▶ _What the task requires_
Restate every entry word for word.

▶ _Source data_
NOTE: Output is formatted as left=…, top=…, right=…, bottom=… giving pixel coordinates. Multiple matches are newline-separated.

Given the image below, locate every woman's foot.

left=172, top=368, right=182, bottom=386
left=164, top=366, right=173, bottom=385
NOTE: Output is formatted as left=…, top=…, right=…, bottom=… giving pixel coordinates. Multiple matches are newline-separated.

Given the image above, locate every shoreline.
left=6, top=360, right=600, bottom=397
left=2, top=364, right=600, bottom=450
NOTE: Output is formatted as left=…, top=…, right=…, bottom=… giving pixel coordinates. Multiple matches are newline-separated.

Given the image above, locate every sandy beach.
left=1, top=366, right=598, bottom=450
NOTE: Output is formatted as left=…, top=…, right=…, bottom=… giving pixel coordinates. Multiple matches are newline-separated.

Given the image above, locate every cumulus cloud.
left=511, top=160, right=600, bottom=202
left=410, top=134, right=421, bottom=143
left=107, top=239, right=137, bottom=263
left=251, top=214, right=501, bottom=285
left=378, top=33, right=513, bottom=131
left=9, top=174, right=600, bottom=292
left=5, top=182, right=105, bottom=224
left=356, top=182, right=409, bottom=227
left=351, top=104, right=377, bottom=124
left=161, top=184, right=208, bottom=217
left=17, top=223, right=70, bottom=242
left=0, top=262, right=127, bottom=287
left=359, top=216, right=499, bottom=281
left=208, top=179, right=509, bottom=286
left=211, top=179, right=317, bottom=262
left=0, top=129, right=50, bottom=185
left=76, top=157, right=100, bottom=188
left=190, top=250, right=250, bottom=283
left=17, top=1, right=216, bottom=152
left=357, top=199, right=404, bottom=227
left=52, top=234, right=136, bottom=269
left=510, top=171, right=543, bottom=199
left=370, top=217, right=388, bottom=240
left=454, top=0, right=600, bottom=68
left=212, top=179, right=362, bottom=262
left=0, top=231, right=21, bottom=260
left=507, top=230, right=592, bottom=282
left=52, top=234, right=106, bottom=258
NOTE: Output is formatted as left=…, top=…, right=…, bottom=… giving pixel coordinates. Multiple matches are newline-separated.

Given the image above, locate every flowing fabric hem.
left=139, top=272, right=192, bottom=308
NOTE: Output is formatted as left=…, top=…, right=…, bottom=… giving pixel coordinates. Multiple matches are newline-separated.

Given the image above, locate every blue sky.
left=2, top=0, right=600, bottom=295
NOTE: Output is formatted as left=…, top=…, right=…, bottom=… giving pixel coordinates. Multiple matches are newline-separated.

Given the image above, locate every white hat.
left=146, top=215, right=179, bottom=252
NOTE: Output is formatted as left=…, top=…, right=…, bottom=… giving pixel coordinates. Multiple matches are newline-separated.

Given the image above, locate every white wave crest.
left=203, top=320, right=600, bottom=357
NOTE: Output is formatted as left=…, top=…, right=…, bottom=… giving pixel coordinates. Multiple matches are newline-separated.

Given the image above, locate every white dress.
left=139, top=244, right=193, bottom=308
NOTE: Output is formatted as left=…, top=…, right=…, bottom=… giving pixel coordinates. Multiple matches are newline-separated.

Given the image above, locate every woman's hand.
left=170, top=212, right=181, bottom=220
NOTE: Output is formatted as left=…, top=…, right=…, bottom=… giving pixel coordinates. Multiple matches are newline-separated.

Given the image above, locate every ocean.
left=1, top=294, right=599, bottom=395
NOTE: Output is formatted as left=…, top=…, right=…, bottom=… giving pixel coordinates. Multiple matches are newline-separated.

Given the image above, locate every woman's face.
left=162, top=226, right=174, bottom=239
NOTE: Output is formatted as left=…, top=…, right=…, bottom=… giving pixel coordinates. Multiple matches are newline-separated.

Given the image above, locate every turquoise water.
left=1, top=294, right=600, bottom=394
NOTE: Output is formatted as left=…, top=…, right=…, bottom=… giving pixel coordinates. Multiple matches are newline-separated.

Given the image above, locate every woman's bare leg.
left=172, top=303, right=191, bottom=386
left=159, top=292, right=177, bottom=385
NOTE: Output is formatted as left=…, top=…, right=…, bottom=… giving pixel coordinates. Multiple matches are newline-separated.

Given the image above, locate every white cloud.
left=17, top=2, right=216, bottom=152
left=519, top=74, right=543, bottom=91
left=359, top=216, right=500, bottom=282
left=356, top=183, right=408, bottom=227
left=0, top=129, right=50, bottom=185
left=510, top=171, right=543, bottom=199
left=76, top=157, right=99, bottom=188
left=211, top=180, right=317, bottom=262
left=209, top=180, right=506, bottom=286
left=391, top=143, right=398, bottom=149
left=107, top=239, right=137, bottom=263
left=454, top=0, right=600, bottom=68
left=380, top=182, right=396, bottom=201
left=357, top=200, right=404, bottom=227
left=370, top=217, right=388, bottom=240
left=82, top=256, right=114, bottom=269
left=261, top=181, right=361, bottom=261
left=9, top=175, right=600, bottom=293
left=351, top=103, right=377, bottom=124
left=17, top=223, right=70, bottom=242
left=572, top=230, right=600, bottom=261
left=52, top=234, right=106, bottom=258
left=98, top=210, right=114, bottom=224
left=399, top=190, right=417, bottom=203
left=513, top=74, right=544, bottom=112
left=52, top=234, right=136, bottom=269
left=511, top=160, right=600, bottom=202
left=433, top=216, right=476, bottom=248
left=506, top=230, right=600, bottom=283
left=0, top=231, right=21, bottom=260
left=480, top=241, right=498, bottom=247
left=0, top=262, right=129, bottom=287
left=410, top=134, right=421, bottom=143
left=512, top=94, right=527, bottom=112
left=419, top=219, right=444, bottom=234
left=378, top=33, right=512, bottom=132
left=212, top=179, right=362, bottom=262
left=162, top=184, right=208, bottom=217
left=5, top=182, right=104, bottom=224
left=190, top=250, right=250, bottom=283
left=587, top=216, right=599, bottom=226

▶ _Output for this exercise_
NOTE: Output is formatted as left=…, top=…, right=…, bottom=… giving pixel coordinates. Multiple matches are newline-separated.

Given the image below, locate every woman's foot.

left=172, top=368, right=182, bottom=386
left=164, top=366, right=173, bottom=385
NOTE: Output is formatted as left=…, top=…, right=…, bottom=… giving pixel coordinates. Multiple matches are newline-separated.

Given the image above, locate every shoreline.
left=6, top=360, right=600, bottom=397
left=2, top=364, right=600, bottom=450
NOTE: Output is formatted as left=…, top=…, right=…, bottom=… giving pixel coordinates. Multiple matches are newline-separated.

Given the image above, locate every sandy beach.
left=1, top=366, right=598, bottom=450
NOTE: Output is formatted as left=…, top=…, right=…, bottom=… giving pixel coordinates. Multiple matches are newline-separated.

Given the image above, locate every cumulus cloud.
left=511, top=160, right=600, bottom=202
left=410, top=134, right=421, bottom=143
left=107, top=239, right=137, bottom=263
left=251, top=214, right=501, bottom=285
left=378, top=33, right=513, bottom=131
left=9, top=174, right=600, bottom=292
left=5, top=182, right=105, bottom=224
left=356, top=182, right=409, bottom=227
left=351, top=104, right=377, bottom=124
left=161, top=184, right=208, bottom=217
left=17, top=223, right=70, bottom=242
left=0, top=262, right=127, bottom=287
left=359, top=216, right=499, bottom=281
left=208, top=179, right=509, bottom=286
left=211, top=179, right=317, bottom=262
left=0, top=129, right=50, bottom=185
left=76, top=157, right=100, bottom=188
left=190, top=250, right=250, bottom=283
left=17, top=1, right=216, bottom=152
left=357, top=199, right=404, bottom=227
left=52, top=234, right=136, bottom=269
left=510, top=171, right=543, bottom=199
left=370, top=217, right=388, bottom=240
left=454, top=0, right=600, bottom=68
left=212, top=179, right=362, bottom=262
left=0, top=231, right=21, bottom=260
left=507, top=230, right=592, bottom=282
left=52, top=234, right=106, bottom=258
NOTE: Output is formatted as left=…, top=…, right=…, bottom=… giving pixel coordinates. Multiple matches are newline-separated.

Given the image above, locate every flowing fabric hem.
left=139, top=272, right=192, bottom=308
NOTE: Output is formatted as left=…, top=…, right=…, bottom=… giving pixel coordinates. Multiple matches are newline-separated.

Given the image above, locate every blue sky.
left=2, top=0, right=600, bottom=295
NOTE: Output is formatted as left=…, top=…, right=…, bottom=… giving pixel coordinates. Multiple matches are newline-separated.

Given the image above, locate every white hat.
left=146, top=215, right=179, bottom=252
NOTE: Output is formatted as left=…, top=…, right=…, bottom=… giving pixel coordinates. Multiple matches are newline-separated.

Given the image above, locate every white wave crest.
left=203, top=320, right=600, bottom=357
NOTE: Output is formatted as left=…, top=…, right=…, bottom=… giving pixel coordinates. Multiple matches are newline-separated.

Given the image above, locate every white dress.
left=139, top=244, right=193, bottom=308
NOTE: Output is formatted as left=…, top=…, right=…, bottom=… giving pixel coordinates. Multiple matches are newline-separated.

Given the image above, locate every woman's hand.
left=170, top=212, right=181, bottom=220
NOTE: Output is formatted as left=…, top=…, right=…, bottom=… giving pixel coordinates. Multiple matches are newline-separated.

Given the image above, locate every ocean.
left=1, top=294, right=599, bottom=395
NOTE: Output is formatted as left=…, top=…, right=…, bottom=… giving pixel coordinates. Multiple matches are newline-separated.

Given the image above, locate every woman's face.
left=162, top=226, right=174, bottom=239
NOTE: Output is formatted as left=…, top=…, right=…, bottom=… giving pixel coordinates. Multiple matches are newline-separated.

Given the image above, locate every turquoise water.
left=1, top=294, right=600, bottom=394
NOTE: Output is formatted as left=…, top=…, right=…, bottom=… giving pixel coordinates. Multiple matches are newline-separated.

Given the image above, locate every woman's bare leg.
left=172, top=303, right=191, bottom=386
left=159, top=292, right=177, bottom=385
NOTE: Output is formatted as left=…, top=…, right=…, bottom=… giving pixel coordinates. Multiple matches are newline-separated.

Given the image above, locate every white cloud.
left=17, top=2, right=216, bottom=152
left=519, top=74, right=543, bottom=91
left=359, top=216, right=500, bottom=282
left=356, top=183, right=408, bottom=227
left=0, top=129, right=50, bottom=185
left=510, top=171, right=543, bottom=199
left=76, top=157, right=99, bottom=188
left=211, top=180, right=317, bottom=262
left=209, top=180, right=506, bottom=286
left=391, top=143, right=398, bottom=149
left=107, top=239, right=137, bottom=263
left=454, top=0, right=600, bottom=68
left=380, top=182, right=396, bottom=201
left=357, top=200, right=404, bottom=227
left=370, top=217, right=388, bottom=240
left=82, top=256, right=114, bottom=269
left=261, top=181, right=361, bottom=261
left=9, top=175, right=600, bottom=293
left=351, top=103, right=377, bottom=124
left=17, top=223, right=70, bottom=242
left=572, top=230, right=600, bottom=261
left=52, top=234, right=106, bottom=258
left=98, top=210, right=114, bottom=224
left=399, top=190, right=417, bottom=203
left=513, top=74, right=544, bottom=112
left=52, top=234, right=136, bottom=269
left=511, top=160, right=600, bottom=202
left=433, top=216, right=476, bottom=248
left=506, top=230, right=600, bottom=283
left=0, top=231, right=21, bottom=260
left=480, top=241, right=498, bottom=247
left=0, top=262, right=129, bottom=287
left=410, top=134, right=421, bottom=143
left=512, top=94, right=527, bottom=112
left=419, top=219, right=444, bottom=234
left=378, top=33, right=512, bottom=132
left=212, top=179, right=362, bottom=262
left=162, top=184, right=208, bottom=217
left=5, top=182, right=104, bottom=224
left=190, top=250, right=250, bottom=283
left=587, top=216, right=599, bottom=226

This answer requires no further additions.